## WRITTEN EXERCISE
Write out the material again word for word, dropping any images it holds.

## GIVEN RECORDS
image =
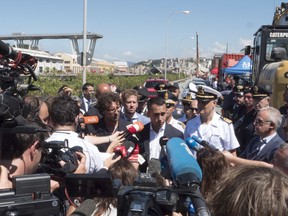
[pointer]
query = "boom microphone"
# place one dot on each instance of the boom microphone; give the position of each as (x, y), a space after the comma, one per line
(85, 209)
(133, 128)
(202, 142)
(183, 165)
(89, 119)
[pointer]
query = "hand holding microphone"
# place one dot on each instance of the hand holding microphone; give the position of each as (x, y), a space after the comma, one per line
(133, 129)
(89, 120)
(203, 142)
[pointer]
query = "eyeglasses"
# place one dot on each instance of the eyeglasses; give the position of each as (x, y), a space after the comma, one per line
(113, 110)
(186, 104)
(285, 129)
(194, 109)
(260, 122)
(248, 97)
(169, 105)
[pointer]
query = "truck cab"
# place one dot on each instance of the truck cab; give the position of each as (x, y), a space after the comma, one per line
(266, 39)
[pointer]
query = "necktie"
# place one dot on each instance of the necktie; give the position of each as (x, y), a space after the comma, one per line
(256, 149)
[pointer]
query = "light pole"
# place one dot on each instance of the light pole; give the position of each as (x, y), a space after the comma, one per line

## OUTPUT OF THE TASK
image =
[pointer]
query = "boom microphone"
# place one dot on each instance of the boom microphone; give the position of each as (x, y), a space after the comma, one per line
(85, 209)
(133, 128)
(202, 142)
(183, 165)
(89, 119)
[pointer]
query = "hand holding microphone"
# place one dot on each instance of the hand holding microphone; give the position of each as (x, y), a space after the comma, one per line
(133, 129)
(89, 120)
(203, 142)
[pointer]
query = "eyeglasses"
# place one dot on each instance of the eyeglasses; give the position of each as (x, y), a space after the comma, one per line
(113, 110)
(186, 104)
(285, 129)
(194, 109)
(260, 122)
(248, 97)
(169, 105)
[pointer]
query = "truck cab"
# place one dot on each instance of the truck cab; give the position of each as (x, y), a space after the comma, one per line
(266, 39)
[pointer]
query = "necktie"
# place one dot on each instance of the necktie; give the position of each as (x, y), a space after the comma, one per line
(256, 149)
[pointer]
query = "light pole"
# place one dot on each instance of the light pole; give the position of each as (x, y), a space after the comma, one per line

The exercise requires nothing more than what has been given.